-- START OF Recorded data --

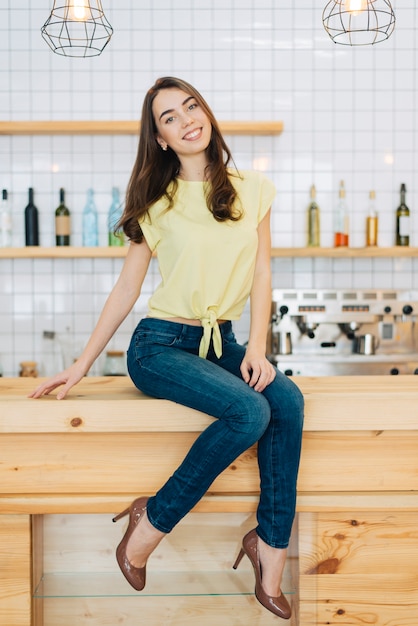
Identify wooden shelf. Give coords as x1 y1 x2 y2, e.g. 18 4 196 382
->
0 120 283 135
0 246 129 259
271 246 418 259
0 246 418 259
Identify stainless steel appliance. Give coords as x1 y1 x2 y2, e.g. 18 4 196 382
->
269 289 418 376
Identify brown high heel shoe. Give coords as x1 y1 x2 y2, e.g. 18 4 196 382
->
233 529 292 619
113 497 148 591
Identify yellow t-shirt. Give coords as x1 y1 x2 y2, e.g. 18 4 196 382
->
140 171 276 357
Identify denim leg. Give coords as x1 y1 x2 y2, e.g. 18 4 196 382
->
212 341 304 548
128 320 271 532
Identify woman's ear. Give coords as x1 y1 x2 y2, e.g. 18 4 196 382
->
157 137 168 152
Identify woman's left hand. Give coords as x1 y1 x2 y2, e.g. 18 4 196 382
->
240 350 276 392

-- END OF Recorded data --

Reproduce the data above, replacing every "Identify" with "Locate" and keeping everything else unchanged. Leave the pictures out of your answer.

Locate wooden shelf. Give coords as x1 y1 x2 y2, e.g. 18 4 196 382
->
0 120 283 135
0 246 129 259
271 246 418 259
0 246 418 259
Locate stainless steel appliance. Give coords as x1 y1 x2 y2, e.g. 18 4 196 382
->
269 289 418 376
Locate brown high heel shoe. Give coords as x1 y1 x2 y2, e.g. 18 4 196 382
->
233 529 292 619
113 497 148 591
Locate yellow t-shirt. Give coords as x1 y1 x2 y2, e.g. 18 4 196 382
->
140 171 276 357
Locate denim leg. Give coords as x1 y1 x2 y2, e.g. 18 4 196 382
->
212 341 304 548
128 320 271 532
Locate woman's ear. Give coords as x1 y1 x2 y2, e.g. 18 4 196 382
->
157 137 168 152
Locate woman's left hand. Give coords as x1 y1 x2 y2, e.g. 18 4 196 382
->
240 350 276 392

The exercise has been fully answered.